EXERCISE GOAL: Retype each entry. Leave every word as it is.

(Point-per-instance localization data)
* * *
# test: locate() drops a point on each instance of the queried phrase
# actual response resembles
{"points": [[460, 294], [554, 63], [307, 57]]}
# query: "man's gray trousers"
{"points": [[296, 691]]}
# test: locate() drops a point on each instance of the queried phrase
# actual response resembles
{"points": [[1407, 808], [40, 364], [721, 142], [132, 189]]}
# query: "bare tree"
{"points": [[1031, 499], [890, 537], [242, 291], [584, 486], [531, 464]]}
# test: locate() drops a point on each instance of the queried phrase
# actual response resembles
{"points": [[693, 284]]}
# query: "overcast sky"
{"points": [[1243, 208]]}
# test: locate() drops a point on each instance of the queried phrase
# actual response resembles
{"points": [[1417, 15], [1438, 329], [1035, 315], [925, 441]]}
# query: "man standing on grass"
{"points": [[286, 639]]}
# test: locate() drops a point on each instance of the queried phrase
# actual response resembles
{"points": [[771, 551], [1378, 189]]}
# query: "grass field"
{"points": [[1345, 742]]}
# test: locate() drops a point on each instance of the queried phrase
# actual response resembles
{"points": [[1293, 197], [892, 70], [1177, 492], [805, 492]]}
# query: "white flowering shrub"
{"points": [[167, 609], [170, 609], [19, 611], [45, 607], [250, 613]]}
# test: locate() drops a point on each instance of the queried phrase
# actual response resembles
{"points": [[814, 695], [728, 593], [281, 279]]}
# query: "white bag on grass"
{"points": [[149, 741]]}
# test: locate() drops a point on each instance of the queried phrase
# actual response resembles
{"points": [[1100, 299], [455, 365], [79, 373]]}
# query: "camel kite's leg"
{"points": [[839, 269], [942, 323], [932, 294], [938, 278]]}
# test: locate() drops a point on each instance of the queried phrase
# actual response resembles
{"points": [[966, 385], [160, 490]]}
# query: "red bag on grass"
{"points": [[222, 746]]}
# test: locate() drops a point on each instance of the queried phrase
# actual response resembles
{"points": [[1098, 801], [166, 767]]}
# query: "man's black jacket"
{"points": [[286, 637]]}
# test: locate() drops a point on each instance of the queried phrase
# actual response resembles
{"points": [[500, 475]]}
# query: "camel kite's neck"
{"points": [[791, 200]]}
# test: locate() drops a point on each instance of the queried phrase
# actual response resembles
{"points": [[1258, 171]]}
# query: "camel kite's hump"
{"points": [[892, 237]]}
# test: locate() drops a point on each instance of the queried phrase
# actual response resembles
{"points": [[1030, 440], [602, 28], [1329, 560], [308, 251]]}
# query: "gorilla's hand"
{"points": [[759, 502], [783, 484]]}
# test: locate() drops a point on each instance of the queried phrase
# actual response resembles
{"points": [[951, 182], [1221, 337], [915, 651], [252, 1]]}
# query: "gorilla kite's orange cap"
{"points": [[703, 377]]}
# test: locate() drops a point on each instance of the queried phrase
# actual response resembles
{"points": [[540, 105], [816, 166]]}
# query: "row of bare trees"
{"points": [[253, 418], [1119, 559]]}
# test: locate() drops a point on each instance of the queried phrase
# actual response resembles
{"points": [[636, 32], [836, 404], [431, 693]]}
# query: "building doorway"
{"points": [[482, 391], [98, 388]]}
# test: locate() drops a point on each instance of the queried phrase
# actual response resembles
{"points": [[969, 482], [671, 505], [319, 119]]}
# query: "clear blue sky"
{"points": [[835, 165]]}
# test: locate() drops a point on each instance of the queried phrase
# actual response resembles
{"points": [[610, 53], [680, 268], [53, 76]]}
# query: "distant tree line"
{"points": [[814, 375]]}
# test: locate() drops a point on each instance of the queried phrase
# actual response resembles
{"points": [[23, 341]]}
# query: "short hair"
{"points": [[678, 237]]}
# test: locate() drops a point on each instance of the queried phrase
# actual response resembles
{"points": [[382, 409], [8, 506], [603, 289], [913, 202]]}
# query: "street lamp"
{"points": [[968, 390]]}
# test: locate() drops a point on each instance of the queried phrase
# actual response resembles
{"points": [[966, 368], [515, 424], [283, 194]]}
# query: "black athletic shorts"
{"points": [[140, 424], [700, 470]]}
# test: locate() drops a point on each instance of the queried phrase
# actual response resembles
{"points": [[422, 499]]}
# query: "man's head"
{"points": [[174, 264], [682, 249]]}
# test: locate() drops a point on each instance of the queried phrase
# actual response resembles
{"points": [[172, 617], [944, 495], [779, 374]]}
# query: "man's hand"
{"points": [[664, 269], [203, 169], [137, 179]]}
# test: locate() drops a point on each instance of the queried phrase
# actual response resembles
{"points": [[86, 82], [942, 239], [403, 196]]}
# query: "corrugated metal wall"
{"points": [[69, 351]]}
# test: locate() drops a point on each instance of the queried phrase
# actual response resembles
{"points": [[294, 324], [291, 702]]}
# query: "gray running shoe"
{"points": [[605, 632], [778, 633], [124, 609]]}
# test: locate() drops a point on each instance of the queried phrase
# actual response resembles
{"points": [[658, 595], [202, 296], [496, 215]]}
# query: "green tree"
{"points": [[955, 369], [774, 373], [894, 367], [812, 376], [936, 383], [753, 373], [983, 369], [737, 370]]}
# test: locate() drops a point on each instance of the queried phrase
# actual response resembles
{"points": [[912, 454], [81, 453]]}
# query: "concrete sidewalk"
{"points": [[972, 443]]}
* * *
ANSWER TO THE PROBLEM:
# test: locate() drops a point on each instance of the queried phrase
# actual response resembles
{"points": [[460, 294], [554, 63], [307, 57]]}
# query: "man's gray trousers"
{"points": [[296, 691]]}
# test: locate() drops a point on each instance of the queried phrase
# actual response resembles
{"points": [[1407, 808], [40, 364], [721, 142], [132, 189]]}
# query: "bare tree"
{"points": [[1031, 499], [890, 537], [242, 291], [584, 486], [531, 464]]}
# test: locate() drops a point on each instance of the queried phrase
# actual response resembles
{"points": [[693, 284]]}
# query: "overcast sky"
{"points": [[1243, 208]]}
# test: locate() drops a point on each instance of the queried phrase
# actual response resembles
{"points": [[1417, 15], [1438, 329], [1035, 315], [925, 441]]}
# query: "man standing on grass"
{"points": [[286, 639]]}
# test: locate() drops a point on each instance of the queried phrase
# actual response resembles
{"points": [[771, 551], [1378, 189]]}
# query: "grass field"
{"points": [[1345, 742]]}
# test: locate() drops a point on each instance of the queried phrase
# actual response resembles
{"points": [[1293, 197], [892, 70], [1177, 492], [805, 492]]}
# query: "white flowering shrub"
{"points": [[167, 609], [170, 609], [19, 611], [45, 607], [250, 613]]}
# test: locate() drops a point on each instance of the queried phrase
# actual response resembles
{"points": [[814, 695], [728, 593], [281, 279]]}
# query: "white bag on grass"
{"points": [[149, 741]]}
# test: locate() drops a point on each instance of the queried phrase
# actual response resembles
{"points": [[1100, 299], [455, 365], [79, 373]]}
# query: "camel kite's leg"
{"points": [[839, 269], [942, 323], [932, 294], [938, 278]]}
# test: locate() drops a point on each instance of the queried phrase
# actual response resembles
{"points": [[966, 385], [160, 490]]}
# query: "red bag on grass"
{"points": [[222, 746]]}
# test: locate() drops a point on each instance of the queried phrase
# actual response resembles
{"points": [[1098, 801], [166, 767]]}
# query: "man's black jacket"
{"points": [[286, 637]]}
# test: locate() drops a point on each instance of the queried phrase
# actual response resembles
{"points": [[500, 475]]}
# query: "camel kite's neck"
{"points": [[791, 200]]}
# test: locate() drops a point on each instance of the queried phrase
# actual response resembles
{"points": [[1258, 171]]}
# query: "camel kite's hump"
{"points": [[892, 237]]}
# test: locate() drops a point on each instance of the queried phrase
# actual response resembles
{"points": [[1030, 440], [602, 28], [1329, 560], [308, 251]]}
# query: "gorilla's hand"
{"points": [[759, 502], [783, 484]]}
# test: locate() drops a point on each instance of the queried phrase
# actual response resembles
{"points": [[951, 182], [1221, 337], [915, 651], [252, 1]]}
# query: "gorilla kite's orange cap"
{"points": [[703, 377]]}
# test: locate() drops a point on each instance of the queried phrase
# actual response resembles
{"points": [[540, 105], [816, 166]]}
# query: "row of bare trees"
{"points": [[253, 418], [1119, 559]]}
# test: locate() drops a point on each instance of the queried phrase
# actual response resembles
{"points": [[636, 32], [836, 404], [431, 693]]}
# query: "building doorway"
{"points": [[482, 391], [98, 388]]}
# test: locate() drops a point on each instance of the queried phrase
# actual response resembles
{"points": [[969, 482], [671, 505], [319, 119]]}
# query: "clear blue sky"
{"points": [[835, 165]]}
# test: locate() drops a point on each instance of the queried phrase
# actual response resembles
{"points": [[610, 53], [680, 268], [53, 76]]}
# query: "distant tree line"
{"points": [[814, 375]]}
# test: locate() drops a point on each instance of the queried phrase
# actual response resembles
{"points": [[23, 341]]}
# query: "short hair"
{"points": [[678, 237]]}
# test: locate() drops a point on each instance of the queried phrase
# actual response resembles
{"points": [[382, 409], [8, 506], [603, 289], [913, 202]]}
# query: "street lamp"
{"points": [[968, 390]]}
# test: locate() drops a point on each instance of the queried phrase
# actual response resembles
{"points": [[966, 368], [515, 424], [283, 194]]}
# query: "black athletic shorts"
{"points": [[140, 424], [700, 470]]}
# test: locate() drops a point on each instance of the queried phrase
# actual response resembles
{"points": [[422, 499]]}
# query: "man's head"
{"points": [[174, 264], [682, 249]]}
# test: locate() drops a point on each instance of the queried phrase
# actual response resembles
{"points": [[172, 617], [944, 495], [779, 374]]}
# query: "man's hand"
{"points": [[664, 269], [203, 169], [137, 179]]}
# test: locate() drops a point on each instance of the queried phrase
# actual response resembles
{"points": [[86, 82], [942, 239], [403, 196]]}
# query: "corrugated metal wall"
{"points": [[69, 351]]}
# test: locate() drops a point on each instance of the queried phrase
# actual response resembles
{"points": [[294, 324], [291, 702]]}
# query: "gray running shoe"
{"points": [[605, 632], [778, 633], [124, 609]]}
# test: locate() drops a point on each instance of the queried phrase
# actual response resembles
{"points": [[658, 595], [202, 296], [496, 215]]}
# query: "green tree"
{"points": [[955, 369], [774, 373], [894, 367], [812, 376], [936, 383], [753, 373], [983, 369], [737, 370]]}
# test: locate() drops a point on each instance of the queried phrase
# actual response resembles
{"points": [[912, 454], [81, 453]]}
# query: "concrete sidewalk"
{"points": [[972, 443]]}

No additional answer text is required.